» **EXERCISE**
Update the listing below by changing every "dot" to "point" and keeping all other text the same. Leave the pictures out of your version.

» **INPUT MATERIAL**
━━━
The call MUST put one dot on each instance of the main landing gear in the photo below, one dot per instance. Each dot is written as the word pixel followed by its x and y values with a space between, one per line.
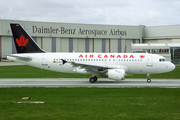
pixel 93 79
pixel 148 78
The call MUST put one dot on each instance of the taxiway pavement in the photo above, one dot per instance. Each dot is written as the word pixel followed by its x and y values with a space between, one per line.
pixel 84 82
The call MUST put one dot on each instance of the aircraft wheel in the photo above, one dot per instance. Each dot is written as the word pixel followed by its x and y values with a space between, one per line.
pixel 95 78
pixel 148 80
pixel 92 80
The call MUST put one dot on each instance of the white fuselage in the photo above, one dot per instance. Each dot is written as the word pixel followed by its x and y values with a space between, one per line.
pixel 135 63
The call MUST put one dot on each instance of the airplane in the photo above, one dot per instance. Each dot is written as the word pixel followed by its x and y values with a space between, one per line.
pixel 111 65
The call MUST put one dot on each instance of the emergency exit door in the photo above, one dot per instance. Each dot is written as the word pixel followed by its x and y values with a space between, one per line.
pixel 44 60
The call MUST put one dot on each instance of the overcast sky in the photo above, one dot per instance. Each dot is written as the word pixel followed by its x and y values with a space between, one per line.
pixel 111 12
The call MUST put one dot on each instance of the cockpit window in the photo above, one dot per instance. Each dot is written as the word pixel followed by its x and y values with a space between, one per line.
pixel 162 60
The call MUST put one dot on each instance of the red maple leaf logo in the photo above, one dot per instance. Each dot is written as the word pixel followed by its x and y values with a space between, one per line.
pixel 142 56
pixel 22 41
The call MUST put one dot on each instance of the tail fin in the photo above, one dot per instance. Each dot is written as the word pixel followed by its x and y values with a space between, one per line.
pixel 24 43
━━━
» **EXERCISE ANSWER**
The call MUST put one point on each instance of the main landing gear in the photo below, one point per instance. Each point is written as the word pixel followed by its x and y values with a space between, one per line.
pixel 93 79
pixel 148 78
The call MUST put one point on each instance of the taxiway pavement in the photo above, one point per instance. Each point is written as the word pixel followed by its x and y values with a space between, one per line.
pixel 84 82
The call MUST put one point on each instance of the aircraft wheel in the photo above, one point per instance. Each point is written as the word pixel followed by its x and y values with a space between, one per line.
pixel 95 78
pixel 148 80
pixel 92 80
The call MUST put one point on each instance of the white fuselage in the photo above, one point per instance. Each point is written as the word pixel followed by its x and y values with a space between, one per line.
pixel 135 63
The call MUST put one point on each instance of the airplane in the photo above, one point per instance. Each point is written as the word pixel followed by its x and y values with a space between, one per line.
pixel 111 65
The call MUST put one point on each instance of the emergency exit door in the photo above, one point per instance. Each point is written as the word pixel followed by its x and y values with a space between, one per line.
pixel 44 60
The call MUST put one point on each instance of the overcast sky in the photo above, one point per instance. Each point is written as the word pixel followed by its x and y values with a space between, one per line.
pixel 111 12
The call MUST put one point on each instance of the cockpit window in the photo above, one point per instance. Each point is written as the word pixel followed by its x and y values with a space between, one per line.
pixel 162 60
The call MUST put one point on each instance of the red maple leaf logo in the photo above, one point per instance. Each point is written as the word pixel followed by its x and y values with a space between, one per line.
pixel 142 56
pixel 22 41
The call MUST put one point on each instance of the tail fin in the photo above, one point per instance. Each point is written as the word pixel followed by its x and y values with a space between, one per line.
pixel 24 43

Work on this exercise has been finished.